● Task prompt
The required result is the exact run of lines beginning at the one containing "this sample: (618,324)." and ending at the last line of the entries.

● Task data
****

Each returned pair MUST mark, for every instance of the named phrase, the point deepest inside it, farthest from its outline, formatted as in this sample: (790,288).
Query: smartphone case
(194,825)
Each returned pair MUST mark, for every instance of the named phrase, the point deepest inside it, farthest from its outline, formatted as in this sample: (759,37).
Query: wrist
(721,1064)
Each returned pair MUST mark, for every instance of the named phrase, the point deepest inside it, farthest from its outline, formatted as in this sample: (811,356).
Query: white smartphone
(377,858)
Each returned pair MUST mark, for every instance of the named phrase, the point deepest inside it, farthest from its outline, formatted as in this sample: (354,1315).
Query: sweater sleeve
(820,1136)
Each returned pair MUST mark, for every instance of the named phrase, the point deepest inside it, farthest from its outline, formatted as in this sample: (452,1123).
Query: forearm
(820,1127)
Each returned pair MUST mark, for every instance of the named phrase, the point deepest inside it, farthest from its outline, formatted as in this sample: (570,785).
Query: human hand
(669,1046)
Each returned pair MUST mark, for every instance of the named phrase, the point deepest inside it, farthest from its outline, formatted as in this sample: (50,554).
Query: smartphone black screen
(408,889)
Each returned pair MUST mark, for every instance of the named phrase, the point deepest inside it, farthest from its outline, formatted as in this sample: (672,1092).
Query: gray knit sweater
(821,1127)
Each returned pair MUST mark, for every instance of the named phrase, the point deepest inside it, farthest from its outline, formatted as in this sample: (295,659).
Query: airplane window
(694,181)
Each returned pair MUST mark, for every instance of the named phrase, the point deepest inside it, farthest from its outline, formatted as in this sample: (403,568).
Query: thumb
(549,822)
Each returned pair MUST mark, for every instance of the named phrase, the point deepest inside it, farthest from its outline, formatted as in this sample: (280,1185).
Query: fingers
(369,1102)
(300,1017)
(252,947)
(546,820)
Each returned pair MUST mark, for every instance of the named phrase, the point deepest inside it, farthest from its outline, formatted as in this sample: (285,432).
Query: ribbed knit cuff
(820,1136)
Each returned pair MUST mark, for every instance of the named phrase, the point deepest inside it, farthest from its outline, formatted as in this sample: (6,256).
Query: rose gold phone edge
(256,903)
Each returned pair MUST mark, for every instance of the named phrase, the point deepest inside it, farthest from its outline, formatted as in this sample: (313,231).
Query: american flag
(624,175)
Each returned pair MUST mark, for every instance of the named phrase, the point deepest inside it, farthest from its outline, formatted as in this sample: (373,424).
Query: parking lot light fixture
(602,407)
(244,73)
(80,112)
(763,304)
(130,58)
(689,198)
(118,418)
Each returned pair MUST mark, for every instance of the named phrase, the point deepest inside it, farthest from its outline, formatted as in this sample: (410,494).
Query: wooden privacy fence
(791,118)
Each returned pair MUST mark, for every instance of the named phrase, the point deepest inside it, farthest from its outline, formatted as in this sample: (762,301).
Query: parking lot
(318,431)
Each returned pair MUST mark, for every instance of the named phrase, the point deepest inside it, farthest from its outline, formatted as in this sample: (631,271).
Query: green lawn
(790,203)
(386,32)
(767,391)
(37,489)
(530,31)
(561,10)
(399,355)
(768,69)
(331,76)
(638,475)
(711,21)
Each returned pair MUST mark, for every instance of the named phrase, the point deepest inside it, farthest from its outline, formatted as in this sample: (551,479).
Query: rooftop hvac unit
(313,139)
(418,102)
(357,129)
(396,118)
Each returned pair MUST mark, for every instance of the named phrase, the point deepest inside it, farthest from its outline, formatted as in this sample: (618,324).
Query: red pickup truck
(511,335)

****

● Answer space
Each returned pair MUST mark, for every instance of the named phrase, the point deepest inside it, farthest from its outline, formatted as in this sample: (618,324).
Query: red pickup truck
(511,335)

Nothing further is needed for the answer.